■ **WHAT TO DO**: Starting at the line that has "indicate the front tire, a" and stopping after the line that has "indicate the distant tree, a", reproduce the listing below exactly; omit everything else.

■ **STORED DATA**:
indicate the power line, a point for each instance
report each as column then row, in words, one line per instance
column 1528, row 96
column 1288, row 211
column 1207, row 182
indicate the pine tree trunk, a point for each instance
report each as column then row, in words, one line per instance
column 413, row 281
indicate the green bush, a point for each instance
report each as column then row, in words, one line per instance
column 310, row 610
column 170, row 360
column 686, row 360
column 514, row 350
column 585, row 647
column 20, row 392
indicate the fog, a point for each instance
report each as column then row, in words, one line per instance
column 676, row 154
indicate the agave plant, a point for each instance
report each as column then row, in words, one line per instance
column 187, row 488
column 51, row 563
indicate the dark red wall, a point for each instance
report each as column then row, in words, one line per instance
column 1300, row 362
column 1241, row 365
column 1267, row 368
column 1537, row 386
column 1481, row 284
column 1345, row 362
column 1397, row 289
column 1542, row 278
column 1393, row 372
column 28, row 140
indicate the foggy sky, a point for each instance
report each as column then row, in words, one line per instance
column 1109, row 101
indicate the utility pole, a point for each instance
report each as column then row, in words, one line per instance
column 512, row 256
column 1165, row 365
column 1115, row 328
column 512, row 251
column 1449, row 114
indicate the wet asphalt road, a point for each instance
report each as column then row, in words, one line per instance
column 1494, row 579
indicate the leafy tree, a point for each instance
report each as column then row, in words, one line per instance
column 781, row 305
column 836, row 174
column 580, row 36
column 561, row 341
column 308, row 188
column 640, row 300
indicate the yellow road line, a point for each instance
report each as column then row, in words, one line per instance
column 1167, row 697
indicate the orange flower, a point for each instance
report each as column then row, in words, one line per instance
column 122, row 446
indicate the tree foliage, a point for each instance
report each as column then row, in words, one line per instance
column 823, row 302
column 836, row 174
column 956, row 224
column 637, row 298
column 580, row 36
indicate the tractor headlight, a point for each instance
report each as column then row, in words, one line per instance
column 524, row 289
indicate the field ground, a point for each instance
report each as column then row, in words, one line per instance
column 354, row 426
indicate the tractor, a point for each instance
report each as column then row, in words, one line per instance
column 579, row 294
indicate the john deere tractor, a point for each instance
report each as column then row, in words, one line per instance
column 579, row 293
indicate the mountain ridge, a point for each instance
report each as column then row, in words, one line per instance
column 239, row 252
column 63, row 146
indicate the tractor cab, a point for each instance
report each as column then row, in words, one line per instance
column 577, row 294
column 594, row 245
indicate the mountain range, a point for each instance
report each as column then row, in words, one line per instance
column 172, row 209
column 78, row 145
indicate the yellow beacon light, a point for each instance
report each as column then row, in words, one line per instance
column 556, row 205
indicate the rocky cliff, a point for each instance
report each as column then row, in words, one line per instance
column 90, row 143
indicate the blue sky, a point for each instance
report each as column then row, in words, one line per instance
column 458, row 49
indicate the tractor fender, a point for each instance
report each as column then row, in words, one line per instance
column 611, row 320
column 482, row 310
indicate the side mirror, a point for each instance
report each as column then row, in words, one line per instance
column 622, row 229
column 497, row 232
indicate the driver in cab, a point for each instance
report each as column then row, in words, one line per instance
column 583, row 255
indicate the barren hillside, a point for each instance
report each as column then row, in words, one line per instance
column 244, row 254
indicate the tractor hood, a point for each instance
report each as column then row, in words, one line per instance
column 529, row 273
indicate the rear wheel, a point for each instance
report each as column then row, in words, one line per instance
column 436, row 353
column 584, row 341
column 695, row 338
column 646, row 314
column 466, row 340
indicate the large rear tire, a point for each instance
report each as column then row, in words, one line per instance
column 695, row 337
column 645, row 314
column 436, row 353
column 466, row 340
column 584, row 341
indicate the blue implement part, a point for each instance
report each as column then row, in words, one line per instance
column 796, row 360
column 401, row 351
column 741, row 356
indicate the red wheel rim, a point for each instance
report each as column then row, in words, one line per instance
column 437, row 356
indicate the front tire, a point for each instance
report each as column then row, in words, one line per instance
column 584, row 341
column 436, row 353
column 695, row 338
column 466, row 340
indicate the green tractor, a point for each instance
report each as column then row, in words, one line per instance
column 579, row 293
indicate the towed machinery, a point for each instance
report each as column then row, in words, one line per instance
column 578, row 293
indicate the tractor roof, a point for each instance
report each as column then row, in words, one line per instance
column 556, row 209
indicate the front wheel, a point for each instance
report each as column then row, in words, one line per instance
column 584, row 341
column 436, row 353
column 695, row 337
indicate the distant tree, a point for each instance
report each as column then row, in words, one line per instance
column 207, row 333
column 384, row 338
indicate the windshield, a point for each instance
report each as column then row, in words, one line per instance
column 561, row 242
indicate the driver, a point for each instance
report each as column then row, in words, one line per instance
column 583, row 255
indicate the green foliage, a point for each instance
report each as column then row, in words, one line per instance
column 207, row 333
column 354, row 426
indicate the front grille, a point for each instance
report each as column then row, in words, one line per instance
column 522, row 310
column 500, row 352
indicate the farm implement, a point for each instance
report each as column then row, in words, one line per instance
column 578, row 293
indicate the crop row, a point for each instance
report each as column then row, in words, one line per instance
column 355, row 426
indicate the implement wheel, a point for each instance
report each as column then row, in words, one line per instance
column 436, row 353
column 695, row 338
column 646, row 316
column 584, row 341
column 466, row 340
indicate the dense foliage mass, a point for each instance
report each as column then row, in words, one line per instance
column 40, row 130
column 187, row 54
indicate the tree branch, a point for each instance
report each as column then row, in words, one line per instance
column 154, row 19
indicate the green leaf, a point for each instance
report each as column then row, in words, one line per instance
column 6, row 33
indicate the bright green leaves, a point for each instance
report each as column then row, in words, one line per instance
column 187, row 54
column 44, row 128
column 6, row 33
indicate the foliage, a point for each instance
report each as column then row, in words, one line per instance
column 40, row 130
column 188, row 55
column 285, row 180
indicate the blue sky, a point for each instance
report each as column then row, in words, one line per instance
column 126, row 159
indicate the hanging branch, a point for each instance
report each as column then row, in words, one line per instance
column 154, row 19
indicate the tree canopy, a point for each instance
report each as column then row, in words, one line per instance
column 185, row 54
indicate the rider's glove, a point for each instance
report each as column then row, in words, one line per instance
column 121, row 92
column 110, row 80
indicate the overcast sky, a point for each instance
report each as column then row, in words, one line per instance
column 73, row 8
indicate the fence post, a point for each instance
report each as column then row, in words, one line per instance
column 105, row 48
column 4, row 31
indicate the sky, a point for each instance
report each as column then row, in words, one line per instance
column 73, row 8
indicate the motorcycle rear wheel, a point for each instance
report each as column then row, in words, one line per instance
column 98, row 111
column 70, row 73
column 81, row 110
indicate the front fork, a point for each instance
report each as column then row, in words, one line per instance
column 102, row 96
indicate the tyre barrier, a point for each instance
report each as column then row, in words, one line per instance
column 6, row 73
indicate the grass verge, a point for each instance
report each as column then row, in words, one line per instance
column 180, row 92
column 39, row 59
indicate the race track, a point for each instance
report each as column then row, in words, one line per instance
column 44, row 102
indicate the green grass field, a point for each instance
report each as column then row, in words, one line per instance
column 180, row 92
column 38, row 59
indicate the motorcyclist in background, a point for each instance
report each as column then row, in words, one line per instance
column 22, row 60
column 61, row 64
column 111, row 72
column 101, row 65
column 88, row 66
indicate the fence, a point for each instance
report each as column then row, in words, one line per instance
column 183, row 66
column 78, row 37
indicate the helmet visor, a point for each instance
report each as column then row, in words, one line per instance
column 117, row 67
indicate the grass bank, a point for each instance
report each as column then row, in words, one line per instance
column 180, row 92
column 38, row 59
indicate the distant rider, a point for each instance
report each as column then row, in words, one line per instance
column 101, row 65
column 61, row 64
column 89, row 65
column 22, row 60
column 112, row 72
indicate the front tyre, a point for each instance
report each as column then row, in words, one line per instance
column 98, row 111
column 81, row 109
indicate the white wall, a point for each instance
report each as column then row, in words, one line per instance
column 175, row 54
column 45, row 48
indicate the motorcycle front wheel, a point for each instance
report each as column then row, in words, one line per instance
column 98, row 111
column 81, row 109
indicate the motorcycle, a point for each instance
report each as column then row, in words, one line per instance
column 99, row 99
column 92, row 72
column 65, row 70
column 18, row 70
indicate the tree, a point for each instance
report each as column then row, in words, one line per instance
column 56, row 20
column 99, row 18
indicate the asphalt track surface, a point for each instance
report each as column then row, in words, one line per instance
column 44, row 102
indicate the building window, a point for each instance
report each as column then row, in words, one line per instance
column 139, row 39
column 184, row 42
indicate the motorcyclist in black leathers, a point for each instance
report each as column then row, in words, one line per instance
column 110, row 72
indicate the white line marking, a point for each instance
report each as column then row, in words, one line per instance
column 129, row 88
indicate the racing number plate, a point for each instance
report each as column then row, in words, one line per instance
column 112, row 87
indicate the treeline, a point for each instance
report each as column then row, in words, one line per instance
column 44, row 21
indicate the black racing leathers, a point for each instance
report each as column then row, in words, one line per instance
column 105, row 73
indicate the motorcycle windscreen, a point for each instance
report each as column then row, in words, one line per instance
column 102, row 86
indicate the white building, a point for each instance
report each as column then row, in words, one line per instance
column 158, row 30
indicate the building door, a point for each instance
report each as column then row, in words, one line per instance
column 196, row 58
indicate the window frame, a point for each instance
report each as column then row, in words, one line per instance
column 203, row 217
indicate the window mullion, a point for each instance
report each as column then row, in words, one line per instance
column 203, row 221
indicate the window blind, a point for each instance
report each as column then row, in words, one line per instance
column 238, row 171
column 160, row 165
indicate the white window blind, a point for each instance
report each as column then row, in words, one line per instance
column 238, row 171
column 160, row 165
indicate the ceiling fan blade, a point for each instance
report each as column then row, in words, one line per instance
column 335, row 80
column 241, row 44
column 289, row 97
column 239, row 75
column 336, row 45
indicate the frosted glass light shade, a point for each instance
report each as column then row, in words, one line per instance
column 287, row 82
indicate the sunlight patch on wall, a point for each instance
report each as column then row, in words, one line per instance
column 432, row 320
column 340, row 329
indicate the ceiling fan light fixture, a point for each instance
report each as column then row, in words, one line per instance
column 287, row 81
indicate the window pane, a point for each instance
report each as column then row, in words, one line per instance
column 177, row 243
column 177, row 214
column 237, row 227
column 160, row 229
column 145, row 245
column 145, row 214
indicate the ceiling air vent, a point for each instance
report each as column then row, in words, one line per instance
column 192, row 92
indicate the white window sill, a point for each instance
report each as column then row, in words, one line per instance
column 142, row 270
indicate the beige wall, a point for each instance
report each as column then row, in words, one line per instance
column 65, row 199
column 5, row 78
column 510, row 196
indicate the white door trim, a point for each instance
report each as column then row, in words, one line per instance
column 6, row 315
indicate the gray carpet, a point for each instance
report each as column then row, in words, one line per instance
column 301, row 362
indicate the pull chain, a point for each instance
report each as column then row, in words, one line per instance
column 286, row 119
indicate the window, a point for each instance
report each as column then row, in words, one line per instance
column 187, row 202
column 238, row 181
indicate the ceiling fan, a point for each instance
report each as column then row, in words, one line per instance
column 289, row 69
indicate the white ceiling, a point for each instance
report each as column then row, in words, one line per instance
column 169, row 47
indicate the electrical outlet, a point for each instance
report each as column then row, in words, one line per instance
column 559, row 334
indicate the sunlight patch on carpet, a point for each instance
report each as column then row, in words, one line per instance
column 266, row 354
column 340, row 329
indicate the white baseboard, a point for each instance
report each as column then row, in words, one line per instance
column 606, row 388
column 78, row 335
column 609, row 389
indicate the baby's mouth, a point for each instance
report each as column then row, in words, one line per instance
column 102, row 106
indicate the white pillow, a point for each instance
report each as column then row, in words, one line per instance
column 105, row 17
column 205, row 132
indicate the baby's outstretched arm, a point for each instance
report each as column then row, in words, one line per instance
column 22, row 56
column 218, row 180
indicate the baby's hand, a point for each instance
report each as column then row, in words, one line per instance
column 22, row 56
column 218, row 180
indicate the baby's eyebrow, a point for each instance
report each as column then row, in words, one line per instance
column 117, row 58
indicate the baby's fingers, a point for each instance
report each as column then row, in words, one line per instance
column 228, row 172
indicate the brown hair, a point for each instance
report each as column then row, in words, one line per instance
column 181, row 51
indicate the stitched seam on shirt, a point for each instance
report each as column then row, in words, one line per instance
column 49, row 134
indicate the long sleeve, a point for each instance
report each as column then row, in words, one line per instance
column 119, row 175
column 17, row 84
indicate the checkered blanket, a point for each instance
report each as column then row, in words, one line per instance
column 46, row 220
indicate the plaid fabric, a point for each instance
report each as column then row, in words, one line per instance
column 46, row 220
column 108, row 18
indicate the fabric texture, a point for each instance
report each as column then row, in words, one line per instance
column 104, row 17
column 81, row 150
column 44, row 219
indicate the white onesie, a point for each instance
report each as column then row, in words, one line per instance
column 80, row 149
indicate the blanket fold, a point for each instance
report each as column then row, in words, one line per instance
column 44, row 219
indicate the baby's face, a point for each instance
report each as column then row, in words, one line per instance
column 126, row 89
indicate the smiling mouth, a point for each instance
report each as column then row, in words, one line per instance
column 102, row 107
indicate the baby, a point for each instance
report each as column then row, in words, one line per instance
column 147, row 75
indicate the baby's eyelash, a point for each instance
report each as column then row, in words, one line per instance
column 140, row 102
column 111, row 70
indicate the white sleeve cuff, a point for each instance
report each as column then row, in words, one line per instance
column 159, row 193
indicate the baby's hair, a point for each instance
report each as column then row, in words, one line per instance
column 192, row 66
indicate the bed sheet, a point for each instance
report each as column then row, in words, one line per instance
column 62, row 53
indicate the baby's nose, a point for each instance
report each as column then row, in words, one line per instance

■ **SOLUTION TO THE EXERCISE**:
indicate the front tire, a point for each instance
report each as column then row, in words, one line per instance
column 584, row 341
column 436, row 353
column 695, row 338
column 466, row 340
indicate the green tractor, a point for each instance
report each as column then row, in words, one line per instance
column 579, row 293
indicate the towed machinery, a point for each instance
report each as column then row, in words, one line per instance
column 578, row 293
indicate the tractor roof, a point for each instance
report each as column then row, in words, one line per instance
column 556, row 209
indicate the front wheel, a point for each instance
report each as column then row, in words, one line per instance
column 584, row 341
column 436, row 353
column 695, row 337
indicate the distant tree, a point for each instance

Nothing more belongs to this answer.